• **Your goal**: Take the line with "Query: front tyre" and every line after it in the data. Transcribe them exactly, through the last.

• **Data records**:
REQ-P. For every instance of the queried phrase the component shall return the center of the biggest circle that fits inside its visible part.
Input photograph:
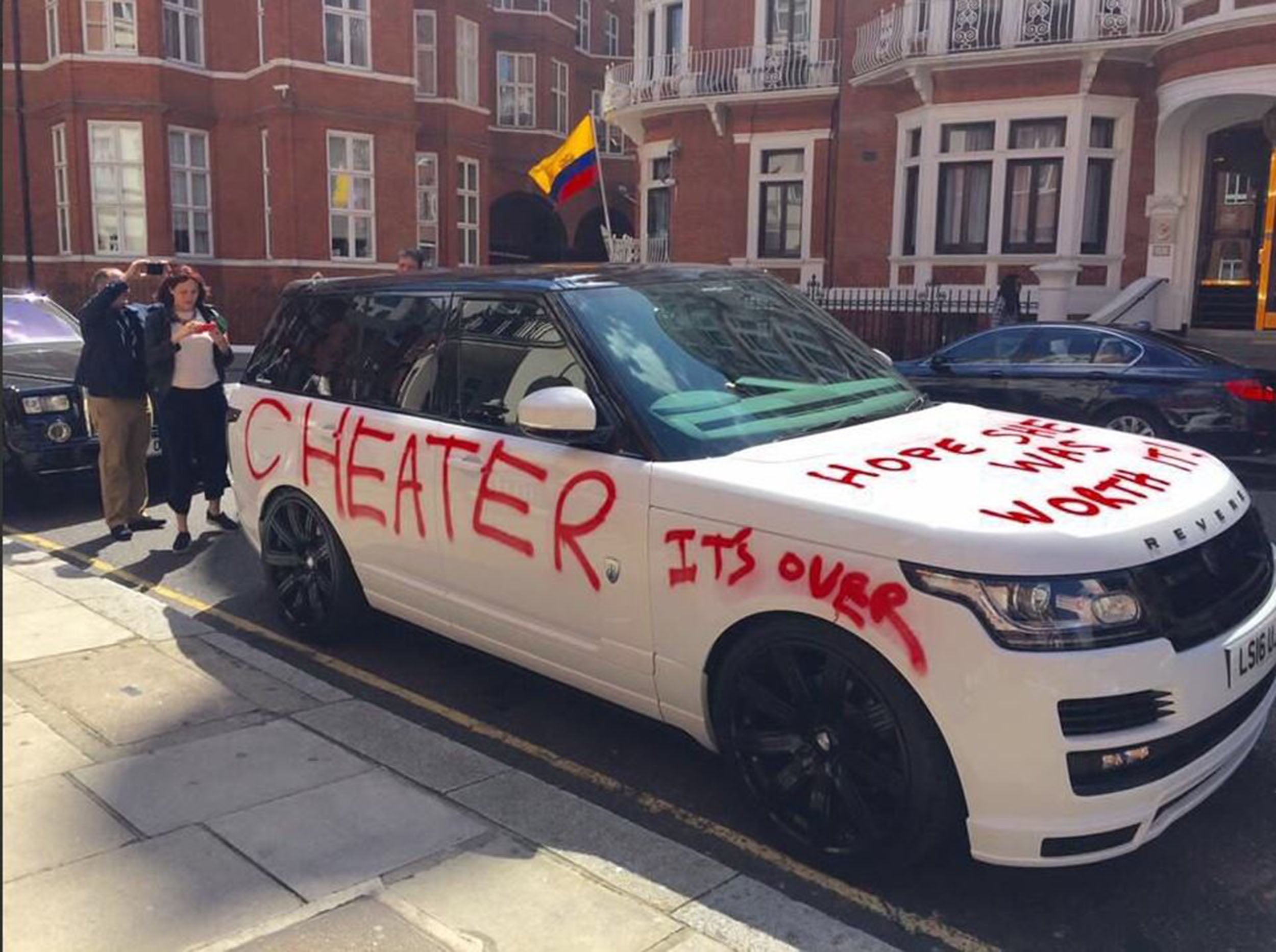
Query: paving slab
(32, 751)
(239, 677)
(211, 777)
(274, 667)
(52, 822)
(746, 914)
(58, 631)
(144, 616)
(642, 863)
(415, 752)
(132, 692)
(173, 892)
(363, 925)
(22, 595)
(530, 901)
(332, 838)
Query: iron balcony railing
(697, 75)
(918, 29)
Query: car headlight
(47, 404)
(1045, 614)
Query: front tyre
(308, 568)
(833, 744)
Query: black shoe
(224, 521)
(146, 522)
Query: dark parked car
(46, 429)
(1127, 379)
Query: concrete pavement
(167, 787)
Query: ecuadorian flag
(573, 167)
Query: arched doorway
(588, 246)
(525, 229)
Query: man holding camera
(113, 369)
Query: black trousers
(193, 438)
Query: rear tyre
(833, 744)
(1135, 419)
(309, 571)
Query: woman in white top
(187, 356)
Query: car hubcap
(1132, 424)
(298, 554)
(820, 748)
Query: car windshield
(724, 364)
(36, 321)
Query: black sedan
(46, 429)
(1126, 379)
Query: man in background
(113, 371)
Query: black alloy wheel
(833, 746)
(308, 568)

• **Solution to this task**:
Query: front tyre
(308, 568)
(833, 744)
Query: black shoe
(224, 521)
(146, 522)
Query: dark parked car
(46, 429)
(1127, 379)
Query: concrete pavement
(167, 787)
Query: ecuadorian flag
(573, 167)
Query: arched doorway
(588, 246)
(525, 229)
Query: man holding camera
(113, 369)
Query: black trousers
(193, 438)
Query: rear tyre
(833, 744)
(1135, 419)
(309, 571)
Query: woman in white top
(187, 356)
Query: car hubcap
(1132, 424)
(298, 554)
(820, 748)
Query: car windshield
(724, 364)
(36, 321)
Query: black sedan
(46, 429)
(1126, 379)
Query: man in background
(113, 371)
Query: black alloy wheel
(833, 746)
(308, 568)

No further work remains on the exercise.